# Prompt
Convert the lines below into a Markdown table with columns headed No. and Line, numbering the rows and skipping blank lines. Use only the part that opens with the line containing "like x=232, y=412." and closes with the line containing "x=590, y=221", both of those lines included.
─── Entries ───
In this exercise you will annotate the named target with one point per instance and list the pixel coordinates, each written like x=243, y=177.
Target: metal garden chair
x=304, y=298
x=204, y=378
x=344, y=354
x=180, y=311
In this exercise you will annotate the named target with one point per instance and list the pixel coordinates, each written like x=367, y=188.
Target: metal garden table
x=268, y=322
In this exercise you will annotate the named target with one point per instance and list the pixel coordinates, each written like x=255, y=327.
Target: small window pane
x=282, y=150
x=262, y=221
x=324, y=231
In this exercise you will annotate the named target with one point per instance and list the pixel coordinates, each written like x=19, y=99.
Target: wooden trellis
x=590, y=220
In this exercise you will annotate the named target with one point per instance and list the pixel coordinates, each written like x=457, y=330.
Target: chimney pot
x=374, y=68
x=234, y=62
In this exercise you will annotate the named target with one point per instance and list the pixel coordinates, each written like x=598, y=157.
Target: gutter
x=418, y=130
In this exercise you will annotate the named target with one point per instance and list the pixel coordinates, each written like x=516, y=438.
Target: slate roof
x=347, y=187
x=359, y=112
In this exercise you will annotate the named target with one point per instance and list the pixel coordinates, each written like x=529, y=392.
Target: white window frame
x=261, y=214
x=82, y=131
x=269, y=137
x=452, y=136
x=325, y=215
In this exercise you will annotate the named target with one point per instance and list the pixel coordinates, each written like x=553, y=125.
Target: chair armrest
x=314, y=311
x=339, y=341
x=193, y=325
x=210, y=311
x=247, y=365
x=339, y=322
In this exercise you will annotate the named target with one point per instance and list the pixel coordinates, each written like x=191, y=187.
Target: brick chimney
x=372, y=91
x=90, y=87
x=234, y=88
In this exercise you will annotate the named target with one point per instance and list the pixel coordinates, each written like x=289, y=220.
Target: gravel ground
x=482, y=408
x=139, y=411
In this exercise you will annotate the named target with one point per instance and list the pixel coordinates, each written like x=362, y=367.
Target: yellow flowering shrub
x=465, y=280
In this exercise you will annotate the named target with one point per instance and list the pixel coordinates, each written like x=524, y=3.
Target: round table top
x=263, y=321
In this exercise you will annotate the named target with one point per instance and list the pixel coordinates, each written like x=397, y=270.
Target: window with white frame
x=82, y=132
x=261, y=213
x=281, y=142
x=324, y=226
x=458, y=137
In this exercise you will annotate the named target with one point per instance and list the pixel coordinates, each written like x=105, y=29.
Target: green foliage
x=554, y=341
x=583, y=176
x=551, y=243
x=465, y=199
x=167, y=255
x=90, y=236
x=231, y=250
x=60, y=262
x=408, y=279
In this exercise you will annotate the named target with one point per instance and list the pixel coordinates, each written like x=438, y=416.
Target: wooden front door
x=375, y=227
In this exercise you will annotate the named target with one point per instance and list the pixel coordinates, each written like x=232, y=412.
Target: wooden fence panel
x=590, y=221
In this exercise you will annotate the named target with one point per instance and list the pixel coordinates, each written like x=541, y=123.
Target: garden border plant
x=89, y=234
───
# Result of the task
| No. | Line |
|---|---|
| 1 | In this exercise you will annotate the named target with one point per instance and list the pixel coordinates, each written like x=232, y=412. |
| 2 | Target: wooden fence panel |
| 3 | x=590, y=221 |